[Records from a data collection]
═══

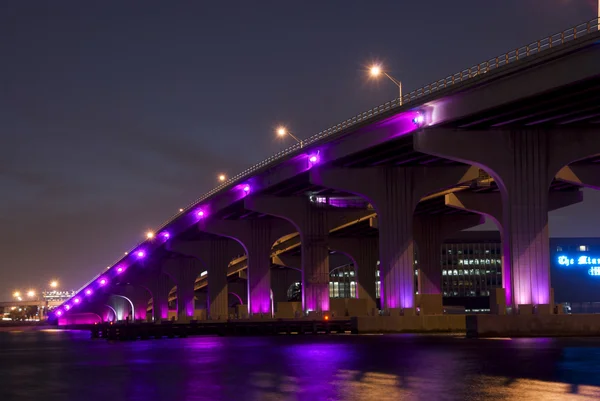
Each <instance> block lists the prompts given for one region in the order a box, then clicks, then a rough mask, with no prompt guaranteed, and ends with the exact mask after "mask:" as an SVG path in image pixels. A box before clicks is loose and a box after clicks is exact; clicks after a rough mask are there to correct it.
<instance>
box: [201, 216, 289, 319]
mask: <svg viewBox="0 0 600 401" xmlns="http://www.w3.org/2000/svg"><path fill="white" fill-rule="evenodd" d="M198 226H199V228H200V230H201V231H204V232H208V233H211V234H215V235H220V236H224V237H229V238H232V239H234V240H236V241H238V242H239V243H240V244H241V245H242V246H243V247H244V249H245V250H246V256H247V260H248V270H247V275H248V313H249V314H250V315H260V314H266V315H269V316H272V315H273V311H272V310H271V249H272V247H273V243H275V241H277V240H278V239H279V238H281V237H283V236H284V235H287V234H290V233H293V232H295V231H296V229H295V228H294V227H293V226H292V225H291V224H289V223H288V222H287V221H285V220H280V219H254V220H239V221H234V220H210V221H206V222H204V221H203V222H200V223H199V224H198ZM209 281H210V276H209Z"/></svg>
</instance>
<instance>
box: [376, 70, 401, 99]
mask: <svg viewBox="0 0 600 401" xmlns="http://www.w3.org/2000/svg"><path fill="white" fill-rule="evenodd" d="M369 73H370V74H371V76H372V77H373V78H378V77H379V76H380V75H382V74H383V75H385V76H386V77H387V78H389V80H390V81H392V82H393V83H394V84H395V85H396V86H397V87H398V91H399V92H398V94H399V96H398V103H399V104H400V106H402V103H403V102H402V82H401V81H399V80H397V79H396V78H394V77H392V76H391V75H390V74H388V73H387V72H385V71H384V70H383V69H382V68H381V65H379V64H373V65H372V66H371V68H369Z"/></svg>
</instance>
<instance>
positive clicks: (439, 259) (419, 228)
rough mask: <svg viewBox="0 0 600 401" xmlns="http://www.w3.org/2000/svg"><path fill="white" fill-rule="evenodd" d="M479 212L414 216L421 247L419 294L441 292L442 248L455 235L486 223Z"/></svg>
mask: <svg viewBox="0 0 600 401" xmlns="http://www.w3.org/2000/svg"><path fill="white" fill-rule="evenodd" d="M484 222H485V219H484V218H482V217H481V216H480V215H477V214H474V215H460V214H453V215H418V216H415V218H414V241H415V243H416V245H417V250H418V253H417V254H418V264H417V269H418V272H419V274H418V280H417V282H418V291H419V294H441V292H442V268H441V250H442V244H443V243H444V240H445V239H446V238H448V237H449V236H451V235H452V234H454V233H456V232H458V231H462V230H466V229H468V228H472V227H475V226H478V225H480V224H483V223H484Z"/></svg>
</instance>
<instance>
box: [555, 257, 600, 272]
mask: <svg viewBox="0 0 600 401" xmlns="http://www.w3.org/2000/svg"><path fill="white" fill-rule="evenodd" d="M557 262H558V264H559V265H560V266H566V267H569V266H573V265H576V266H585V267H589V270H588V274H589V275H590V276H600V258H593V257H590V256H587V255H583V256H579V257H577V258H571V257H569V256H566V255H560V256H559V257H558V259H557Z"/></svg>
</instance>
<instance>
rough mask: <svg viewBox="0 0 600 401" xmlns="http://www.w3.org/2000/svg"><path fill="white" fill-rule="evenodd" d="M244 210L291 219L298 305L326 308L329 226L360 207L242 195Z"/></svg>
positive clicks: (266, 196) (287, 199)
mask: <svg viewBox="0 0 600 401" xmlns="http://www.w3.org/2000/svg"><path fill="white" fill-rule="evenodd" d="M244 206H245V208H246V209H248V210H253V211H255V212H259V213H265V214H270V215H272V216H277V217H280V218H282V219H285V220H287V221H289V222H290V223H292V224H293V225H294V226H295V227H296V229H297V230H298V232H299V234H300V238H301V245H300V247H301V253H302V295H303V296H302V298H303V302H302V307H303V309H304V311H306V312H308V311H317V312H324V311H328V310H329V248H328V246H327V236H328V234H329V230H331V229H332V228H333V227H335V226H336V225H339V224H340V223H341V221H344V220H345V219H347V218H348V216H356V218H357V219H358V218H359V217H362V216H364V214H365V212H364V211H360V210H359V211H357V210H351V211H349V210H346V209H340V208H333V207H328V206H326V205H323V206H315V205H312V204H311V203H310V201H309V200H308V198H307V197H306V198H305V197H296V198H279V197H272V196H251V197H248V198H246V199H245V202H244Z"/></svg>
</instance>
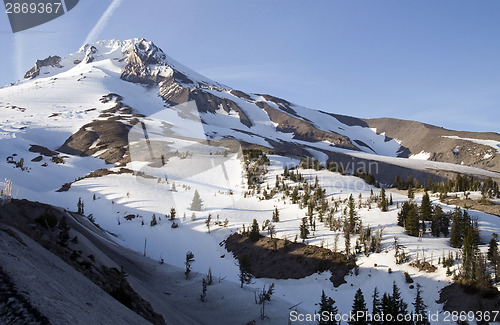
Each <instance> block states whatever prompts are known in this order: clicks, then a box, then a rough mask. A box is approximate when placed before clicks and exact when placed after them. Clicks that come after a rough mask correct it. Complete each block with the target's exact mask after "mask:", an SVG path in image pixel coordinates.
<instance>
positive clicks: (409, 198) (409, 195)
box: [408, 186, 415, 199]
mask: <svg viewBox="0 0 500 325" xmlns="http://www.w3.org/2000/svg"><path fill="white" fill-rule="evenodd" d="M408 198H409V199H414V198H415V192H414V191H413V187H411V186H410V187H408Z"/></svg>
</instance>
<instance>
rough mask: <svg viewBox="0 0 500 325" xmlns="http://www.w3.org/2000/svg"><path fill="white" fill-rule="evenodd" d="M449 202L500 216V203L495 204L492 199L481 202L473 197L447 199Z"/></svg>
mask: <svg viewBox="0 0 500 325" xmlns="http://www.w3.org/2000/svg"><path fill="white" fill-rule="evenodd" d="M447 203H448V204H452V205H458V206H460V207H462V208H465V209H471V210H478V211H482V212H486V213H489V214H494V215H496V216H499V217H500V205H498V204H493V203H492V202H491V201H489V200H486V201H485V202H479V201H477V200H471V199H467V200H466V199H452V200H448V201H447Z"/></svg>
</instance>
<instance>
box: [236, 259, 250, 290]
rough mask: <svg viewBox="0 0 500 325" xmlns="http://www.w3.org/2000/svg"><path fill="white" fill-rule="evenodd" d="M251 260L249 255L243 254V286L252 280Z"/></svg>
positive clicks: (241, 264) (240, 272)
mask: <svg viewBox="0 0 500 325" xmlns="http://www.w3.org/2000/svg"><path fill="white" fill-rule="evenodd" d="M250 267H251V262H250V258H249V257H248V255H246V254H245V255H243V257H242V258H241V259H240V275H239V278H240V286H241V288H243V284H249V283H250V282H252V278H253V276H252V273H250Z"/></svg>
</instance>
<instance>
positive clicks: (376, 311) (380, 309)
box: [370, 287, 382, 325]
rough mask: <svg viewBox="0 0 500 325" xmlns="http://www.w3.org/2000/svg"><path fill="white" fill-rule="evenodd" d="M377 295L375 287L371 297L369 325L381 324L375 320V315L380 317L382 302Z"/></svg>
mask: <svg viewBox="0 0 500 325" xmlns="http://www.w3.org/2000/svg"><path fill="white" fill-rule="evenodd" d="M378 295H379V293H378V290H377V287H375V289H373V296H372V298H373V299H372V321H371V322H370V324H372V325H379V324H381V322H379V321H378V320H377V315H380V313H381V312H382V301H381V300H380V298H379V296H378Z"/></svg>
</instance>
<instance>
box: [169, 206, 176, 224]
mask: <svg viewBox="0 0 500 325" xmlns="http://www.w3.org/2000/svg"><path fill="white" fill-rule="evenodd" d="M176 213H177V212H176V211H175V208H171V209H170V221H174V220H175V215H176Z"/></svg>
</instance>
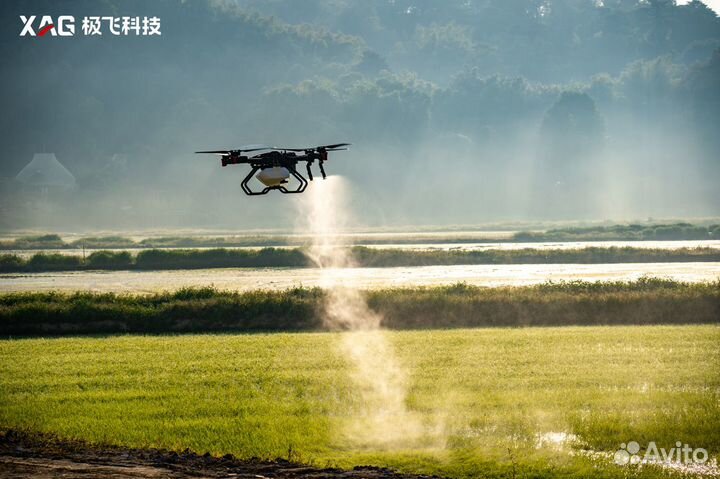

═══

What is required ::
All preceding records should be duplicated verbatim, images excepted.

Result ::
Each <instance> block lists the prompts given for one region in the order a box, then clicks, then a rough mask, with no prompt guaranteed, and ends with the exact mask after "mask:" as an SVG path in image pixels. A box before clicks is loose and a box after clicks is exact; clicks after a rough mask are there to correct it.
<instance>
box: [201, 216, 289, 319]
mask: <svg viewBox="0 0 600 401" xmlns="http://www.w3.org/2000/svg"><path fill="white" fill-rule="evenodd" d="M198 226H199V228H200V230H201V231H204V232H208V233H211V234H215V235H220V236H224V237H229V238H232V239H234V240H236V241H238V242H239V243H240V244H241V245H242V246H243V247H244V249H245V250H246V256H247V260H248V270H247V275H248V313H249V314H250V315H260V314H266V315H269V316H272V315H273V311H272V310H271V249H272V247H273V243H275V241H277V240H278V239H279V238H281V237H283V236H284V235H287V234H290V233H293V232H295V231H296V229H295V228H294V227H293V226H292V225H291V224H289V223H288V222H287V221H285V220H280V219H254V220H239V221H234V220H210V221H206V222H204V221H203V222H200V223H199V224H198ZM209 281H210V276H209Z"/></svg>
</instance>
<instance>
box: [376, 70, 401, 99]
mask: <svg viewBox="0 0 600 401" xmlns="http://www.w3.org/2000/svg"><path fill="white" fill-rule="evenodd" d="M369 73H370V74H371V76H372V77H373V78H378V77H379V76H380V75H382V74H383V75H385V76H386V77H387V78H389V80H390V81H392V82H393V83H394V84H395V85H396V86H397V87H398V91H399V92H398V94H399V96H398V103H399V104H400V106H402V103H403V102H402V82H401V81H399V80H397V79H396V78H394V77H392V76H391V75H390V74H388V73H387V72H385V71H384V70H383V69H382V68H381V65H379V64H373V65H372V66H371V68H369Z"/></svg>
</instance>
<instance>
positive clicks: (439, 259) (419, 228)
rough mask: <svg viewBox="0 0 600 401" xmlns="http://www.w3.org/2000/svg"><path fill="white" fill-rule="evenodd" d="M479 212L414 216L421 247L419 294L441 292L442 248L455 235L486 223Z"/></svg>
mask: <svg viewBox="0 0 600 401" xmlns="http://www.w3.org/2000/svg"><path fill="white" fill-rule="evenodd" d="M484 222H485V219H484V218H482V217H481V216H480V215H477V214H474V215H460V214H453V215H418V216H415V218H414V241H415V243H416V245H417V250H418V253H417V254H418V264H417V269H418V272H419V274H418V280H417V282H418V291H419V294H441V292H442V268H441V250H442V244H443V243H444V240H445V239H446V238H448V237H449V236H451V235H452V234H454V233H456V232H458V231H462V230H466V229H468V228H472V227H475V226H478V225H480V224H483V223H484Z"/></svg>
</instance>
<instance>
box: [555, 257, 600, 272]
mask: <svg viewBox="0 0 600 401" xmlns="http://www.w3.org/2000/svg"><path fill="white" fill-rule="evenodd" d="M557 262H558V264H559V265H560V266H566V267H569V266H573V265H576V266H585V267H589V270H588V274H589V275H590V276H600V258H593V257H590V256H587V255H583V256H579V257H577V258H571V257H569V256H566V255H560V256H559V257H558V259H557Z"/></svg>
</instance>
<instance>
rough mask: <svg viewBox="0 0 600 401" xmlns="http://www.w3.org/2000/svg"><path fill="white" fill-rule="evenodd" d="M244 210L291 219L298 305L326 308L329 226L360 207L242 195Z"/></svg>
positive clicks: (266, 196) (287, 199)
mask: <svg viewBox="0 0 600 401" xmlns="http://www.w3.org/2000/svg"><path fill="white" fill-rule="evenodd" d="M244 206H245V208H246V209H248V210H253V211H255V212H259V213H265V214H270V215H272V216H277V217H280V218H282V219H285V220H287V221H289V222H290V223H292V224H293V225H294V226H295V227H296V229H297V230H298V232H299V234H300V238H301V245H300V247H301V253H302V295H303V296H302V298H303V302H302V307H303V309H304V311H306V312H308V311H317V312H324V311H328V310H329V248H328V246H327V236H328V234H329V230H331V229H332V228H333V227H335V226H336V225H339V224H340V223H341V221H344V220H345V219H347V218H348V216H356V218H357V219H358V218H359V217H362V216H364V214H365V212H364V211H360V210H359V211H357V210H351V211H349V210H346V209H340V208H333V207H328V206H326V205H323V206H315V205H312V204H311V203H310V201H309V200H308V198H307V197H306V198H305V197H296V198H279V197H272V196H251V197H248V198H246V199H245V202H244Z"/></svg>
</instance>
Each <instance> block states whatever prompts are known in this order: clicks, then a box, then a rough mask. A box is approximate when placed before clicks and exact when placed after them. Clicks that come after a rough mask correct it. Complete each block with the target's exact mask after "mask:", an SVG path in image pixel coordinates.
<instance>
positive clicks: (409, 198) (409, 195)
box: [408, 186, 415, 199]
mask: <svg viewBox="0 0 500 325" xmlns="http://www.w3.org/2000/svg"><path fill="white" fill-rule="evenodd" d="M408 198H409V199H414V198H415V192H414V191H413V187H411V186H410V187H408Z"/></svg>
</instance>
<instance>
rough mask: <svg viewBox="0 0 500 325" xmlns="http://www.w3.org/2000/svg"><path fill="white" fill-rule="evenodd" d="M449 202L500 216V203L495 204L492 199L481 202L473 197L447 199Z"/></svg>
mask: <svg viewBox="0 0 500 325" xmlns="http://www.w3.org/2000/svg"><path fill="white" fill-rule="evenodd" d="M447 203H448V204H452V205H458V206H460V207H462V208H465V209H471V210H478V211H482V212H486V213H489V214H494V215H496V216H499V217H500V205H498V204H493V203H492V202H491V201H489V200H486V201H485V202H479V201H477V200H471V199H467V200H466V199H452V200H448V201H447Z"/></svg>
</instance>
<instance>
box: [236, 259, 250, 290]
rough mask: <svg viewBox="0 0 500 325" xmlns="http://www.w3.org/2000/svg"><path fill="white" fill-rule="evenodd" d="M251 260L249 255L243 254V286L252 280Z"/></svg>
positive clicks: (241, 264) (240, 272)
mask: <svg viewBox="0 0 500 325" xmlns="http://www.w3.org/2000/svg"><path fill="white" fill-rule="evenodd" d="M250 267H251V262H250V258H249V257H248V255H246V254H245V255H243V257H242V258H241V259H240V275H239V278H240V286H241V288H243V284H249V283H250V282H252V278H253V276H252V273H250Z"/></svg>
</instance>
<instance>
positive clicks: (376, 311) (380, 309)
box: [370, 287, 382, 325]
rough mask: <svg viewBox="0 0 500 325" xmlns="http://www.w3.org/2000/svg"><path fill="white" fill-rule="evenodd" d="M377 295L375 287L371 297L369 325L381 324L375 320V315L380 317L382 302Z"/></svg>
mask: <svg viewBox="0 0 500 325" xmlns="http://www.w3.org/2000/svg"><path fill="white" fill-rule="evenodd" d="M378 295H379V293H378V290H377V287H375V289H373V296H372V298H373V299H372V321H371V322H370V324H372V325H379V324H381V322H379V321H378V320H377V315H380V313H381V312H382V301H381V300H380V298H379V296H378Z"/></svg>
</instance>
<instance>
box: [169, 206, 176, 224]
mask: <svg viewBox="0 0 500 325" xmlns="http://www.w3.org/2000/svg"><path fill="white" fill-rule="evenodd" d="M176 213H177V212H176V211H175V208H171V209H170V221H174V220H175V215H176Z"/></svg>
</instance>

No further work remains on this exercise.